---------- Information given ----------

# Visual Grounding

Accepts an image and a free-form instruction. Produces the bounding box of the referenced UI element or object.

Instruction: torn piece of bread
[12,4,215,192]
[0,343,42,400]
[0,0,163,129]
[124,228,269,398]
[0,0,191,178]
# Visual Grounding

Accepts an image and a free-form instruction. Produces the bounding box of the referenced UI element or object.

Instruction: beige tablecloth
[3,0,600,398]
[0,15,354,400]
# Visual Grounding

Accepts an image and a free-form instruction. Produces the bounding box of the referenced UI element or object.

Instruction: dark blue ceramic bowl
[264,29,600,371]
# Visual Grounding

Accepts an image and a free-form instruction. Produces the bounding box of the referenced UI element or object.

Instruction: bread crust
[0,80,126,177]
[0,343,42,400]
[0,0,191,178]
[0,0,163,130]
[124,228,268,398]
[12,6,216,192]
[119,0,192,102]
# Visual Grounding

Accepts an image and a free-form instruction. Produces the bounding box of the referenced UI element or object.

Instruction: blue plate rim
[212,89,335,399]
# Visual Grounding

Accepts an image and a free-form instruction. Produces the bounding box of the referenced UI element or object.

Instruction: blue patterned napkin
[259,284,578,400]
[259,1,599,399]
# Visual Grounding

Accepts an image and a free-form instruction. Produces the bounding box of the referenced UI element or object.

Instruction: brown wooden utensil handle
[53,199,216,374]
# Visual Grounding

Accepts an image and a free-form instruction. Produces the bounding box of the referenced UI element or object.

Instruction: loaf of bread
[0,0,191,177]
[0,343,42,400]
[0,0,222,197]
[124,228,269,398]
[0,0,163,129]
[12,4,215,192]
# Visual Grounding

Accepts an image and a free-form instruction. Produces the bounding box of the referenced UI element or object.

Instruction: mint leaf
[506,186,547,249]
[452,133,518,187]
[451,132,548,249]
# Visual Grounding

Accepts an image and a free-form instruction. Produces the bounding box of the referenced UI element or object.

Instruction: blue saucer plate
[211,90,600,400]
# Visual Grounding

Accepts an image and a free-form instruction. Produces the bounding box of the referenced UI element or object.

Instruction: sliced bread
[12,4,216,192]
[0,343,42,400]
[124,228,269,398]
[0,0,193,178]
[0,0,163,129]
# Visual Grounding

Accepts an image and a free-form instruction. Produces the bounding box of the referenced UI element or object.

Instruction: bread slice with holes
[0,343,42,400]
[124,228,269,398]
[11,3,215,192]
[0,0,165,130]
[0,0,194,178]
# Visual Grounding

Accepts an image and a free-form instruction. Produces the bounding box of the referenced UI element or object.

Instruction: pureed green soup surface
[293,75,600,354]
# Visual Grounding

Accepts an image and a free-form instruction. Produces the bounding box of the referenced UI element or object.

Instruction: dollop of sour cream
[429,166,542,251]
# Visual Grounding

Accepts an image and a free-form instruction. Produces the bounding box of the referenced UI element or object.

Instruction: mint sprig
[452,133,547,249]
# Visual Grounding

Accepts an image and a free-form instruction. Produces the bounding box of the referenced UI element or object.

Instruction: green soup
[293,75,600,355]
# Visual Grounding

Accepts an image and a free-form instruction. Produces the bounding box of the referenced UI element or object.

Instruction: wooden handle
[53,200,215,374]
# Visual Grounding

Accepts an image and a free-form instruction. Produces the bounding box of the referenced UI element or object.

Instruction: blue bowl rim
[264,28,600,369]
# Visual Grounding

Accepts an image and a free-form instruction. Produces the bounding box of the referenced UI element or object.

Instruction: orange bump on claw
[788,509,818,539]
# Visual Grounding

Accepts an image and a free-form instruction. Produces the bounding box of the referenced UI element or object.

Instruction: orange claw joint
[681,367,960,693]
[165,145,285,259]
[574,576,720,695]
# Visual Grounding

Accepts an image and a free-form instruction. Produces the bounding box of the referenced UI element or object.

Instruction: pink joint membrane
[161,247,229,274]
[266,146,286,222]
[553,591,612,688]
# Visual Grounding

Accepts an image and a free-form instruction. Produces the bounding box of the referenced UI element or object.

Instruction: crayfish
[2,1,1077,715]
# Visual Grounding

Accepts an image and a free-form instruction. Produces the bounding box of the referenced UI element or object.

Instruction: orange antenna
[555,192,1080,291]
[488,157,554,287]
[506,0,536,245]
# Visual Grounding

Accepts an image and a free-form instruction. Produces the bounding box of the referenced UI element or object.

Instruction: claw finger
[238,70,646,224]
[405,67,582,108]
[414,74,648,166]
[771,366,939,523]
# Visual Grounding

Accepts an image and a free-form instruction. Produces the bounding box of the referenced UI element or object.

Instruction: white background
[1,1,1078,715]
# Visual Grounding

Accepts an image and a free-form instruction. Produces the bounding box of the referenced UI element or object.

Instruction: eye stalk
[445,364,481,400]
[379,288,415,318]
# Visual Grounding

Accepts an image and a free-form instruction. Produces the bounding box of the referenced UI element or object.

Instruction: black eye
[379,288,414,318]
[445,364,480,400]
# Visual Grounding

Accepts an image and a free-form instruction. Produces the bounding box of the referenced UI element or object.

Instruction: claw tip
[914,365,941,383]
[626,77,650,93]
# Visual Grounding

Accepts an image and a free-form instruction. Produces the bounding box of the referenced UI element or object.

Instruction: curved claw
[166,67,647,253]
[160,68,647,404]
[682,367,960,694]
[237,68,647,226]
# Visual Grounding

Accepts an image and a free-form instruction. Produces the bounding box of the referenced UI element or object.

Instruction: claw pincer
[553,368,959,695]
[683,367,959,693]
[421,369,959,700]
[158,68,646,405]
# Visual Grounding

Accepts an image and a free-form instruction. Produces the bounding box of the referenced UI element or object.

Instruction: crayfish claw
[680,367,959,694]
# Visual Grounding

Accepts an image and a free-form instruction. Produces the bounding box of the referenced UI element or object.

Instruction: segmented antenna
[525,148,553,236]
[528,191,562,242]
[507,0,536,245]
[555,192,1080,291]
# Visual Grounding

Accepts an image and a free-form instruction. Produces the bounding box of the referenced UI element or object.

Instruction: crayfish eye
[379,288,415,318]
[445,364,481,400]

----------

Exercise directions:
Quote all the records exactly, please, leaving none out.

Task answer:
# Visual Grounding

Accepts an image and a free-form instruction. Produces the bounding box of the referenced UI element or object.

Instruction: torn piece of bread
[12,4,215,192]
[0,343,42,400]
[0,0,163,129]
[124,228,269,398]
[0,0,191,178]
# Visual Grounding

Accepts an image and a free-form instruction. Produces the bounding box of the referenced UI element or object.

Instruction: beige tablecloth
[3,0,600,398]
[0,15,354,400]
# Visual Grounding

Accepts an image and a free-form instruction. Produces the bounding box of the referenced UI element or object.

Instruction: dark blue ceramic bowl
[264,29,600,371]
# Visual Grounding

Accepts an image and a free-form instruction. Produces the bounding box of the referenced UI element or object.

Instruction: bread crust
[0,80,126,177]
[0,343,42,400]
[0,0,191,178]
[0,0,163,130]
[124,228,268,398]
[12,6,216,192]
[119,0,192,102]
# Visual Grounding

Accepts an image and a free-form instruction. Produces the bounding box of the referenced UI element or object.

Instruction: blue plate rim
[212,89,335,399]
# Visual Grounding

Accepts an image and a free-form instruction. Produces the bounding box of the referenced UI element or object.

Instruction: blue patterned napkin
[259,284,578,400]
[259,1,599,399]
# Visual Grounding

Accepts an image and a free-form instruction. Produces the bounding box of the referenced UI element or object.

Instruction: brown wooden utensil handle
[53,199,216,374]
# Visual Grounding

Accepts an image and a free-form instruction. Produces the bounding box of the referenced UI element or object.

Instruction: loaf of bread
[0,0,191,177]
[0,343,42,400]
[0,0,222,197]
[124,228,269,398]
[0,0,163,129]
[12,4,215,192]
# Visual Grounding

Accepts an image and a free-form instruction. Produces the bounding box of the referenced UI element or object.

Instruction: mint leaf
[506,186,547,249]
[452,133,518,187]
[451,132,548,249]
# Visual Grounding

Accepts an image and a free-form instruction. Produces the bounding box of the referenced UI element or object.

Instruction: blue saucer plate
[211,90,600,400]
# Visual Grounding

Accepts an image and a free-form instruction. Produces the bounding box of the referenced UI element or object.

Instruction: sliced bread
[12,4,216,192]
[0,343,42,400]
[124,228,269,398]
[0,0,193,178]
[0,0,163,129]
# Visual Grounding

Accepts an image and a free-form instruction. Produces the bounding box of the referenced UI element or object.

Instruction: bread slice with holes
[0,343,42,400]
[124,228,269,398]
[11,3,215,192]
[0,0,165,130]
[0,0,194,178]
# Visual Grounding

Accepts an image and a free-form instruction. Produces the bounding box of the referenced UI element or object.

Instruction: pureed green soup surface
[293,75,600,354]
# Visual Grounding

Accepts an image and a free-form instruction. Produces the bounding box of the referenced UI element or object.

Instruction: dollop of sour cream
[429,166,542,251]
# Visual Grounding

Accepts an image and a free-form instruction. Produces the bounding box of the referenced UI element or object.

Instruction: mint sprig
[452,133,547,249]
# Visual Grounding

Accepts an image and a free-form instruction. Produces the bounding box of the referenced UI element or object.

Instruction: green soup
[293,75,600,355]
# Visual Grounding

Accepts an image and a free-form instruction. Produces the bounding box of the referenced UI element or object.

Instruction: wooden handle
[53,200,215,374]
# Visual Grounding

Accepts an image and a free-form instruction. Produces the bounding box of the referenced UI element or object.

Instruction: blue bowl rim
[264,28,600,369]
# Visual Grounding

Accepts an image and a free-form instruction. Produces the bounding box of the referenced UI element or object.

Instruction: orange bump on claw
[788,509,818,539]
# Visual Grounding

Accepts an image and a free-form instruction. Produces the bounding box of the referenced UI element or object.

Instruction: orange claw joint
[681,367,960,693]
[165,145,285,259]
[574,576,720,695]
# Visual Grounding

Accepts an image and a free-form instruction. Produces the bounding box of the referenced UI element or object.

Instruction: pink joint membrane
[161,247,229,274]
[266,146,286,222]
[553,591,612,688]
# Visual Grounding

Accepts an image and a free-form instruction. Produces the bounding box of the referenced UI element or object.

Instruction: crayfish
[2,1,1077,715]
# Visual Grounding

Accepts an image and a free-form instruction. Produces the bounding box of the referenced UI element or object.

Instruction: orange antenna
[555,192,1080,291]
[488,157,554,287]
[506,0,536,245]
# Visual Grounding

Accepts an image and a free-form instruction. Produces the bounding box of the referenced UI element or object.

Instruction: claw finger
[238,70,646,224]
[405,67,582,108]
[414,74,648,166]
[771,366,939,523]
# Visual Grounding

Accepts an image and a free-form instruction. Produces the bounding box of the referenced UI element or object.

Instruction: white background
[1,1,1078,715]
# Visual Grounding

Accepts an image and a free-form instruction. Produces the bounding box of the referenced UI element or object.

Instruction: eye stalk
[445,364,481,400]
[379,288,415,318]
# Visual Grounding

Accepts an image and a free-form instruction. Produces the bounding box of the referenced UI element or object.

Instruction: black eye
[379,288,414,318]
[445,364,480,400]
# Visual Grounding

Accepts an image and a free-form instruction. Produces the bounding box of the referenced UI element or object.

Instruction: claw tip
[914,365,941,383]
[626,77,650,93]
# Visual Grounding

Accepts an image and a free-form instruction. Produces the bounding box of the referenced UI element or object.

Instruction: curved claw
[166,67,647,253]
[160,68,647,404]
[682,367,960,694]
[237,68,647,226]
# Visual Grounding

Accepts an image and a free-form instruction. Produces the bounding box of the referenced UI element or object.

Instruction: claw pincer
[553,368,959,695]
[683,367,959,693]
[421,369,959,700]
[158,68,646,405]
# Visual Grounding

Accepts an image and a free-form instruction. Produces the bounding box of the referenced UI element or object.

Instruction: crayfish claw
[680,367,959,694]
# Visual Grounding

Accepts an image and a free-form instruction. Produces the bounding box of the referenced UI element or object.

Instruction: segmented antenna
[525,148,553,236]
[528,191,562,242]
[507,0,536,245]
[555,192,1080,291]
# Visual Grounding

Accepts an image and a free-form instruction. Produces the bounding box of the referenced UI element or object.

Instruction: crayfish eye
[379,288,415,318]
[445,364,481,400]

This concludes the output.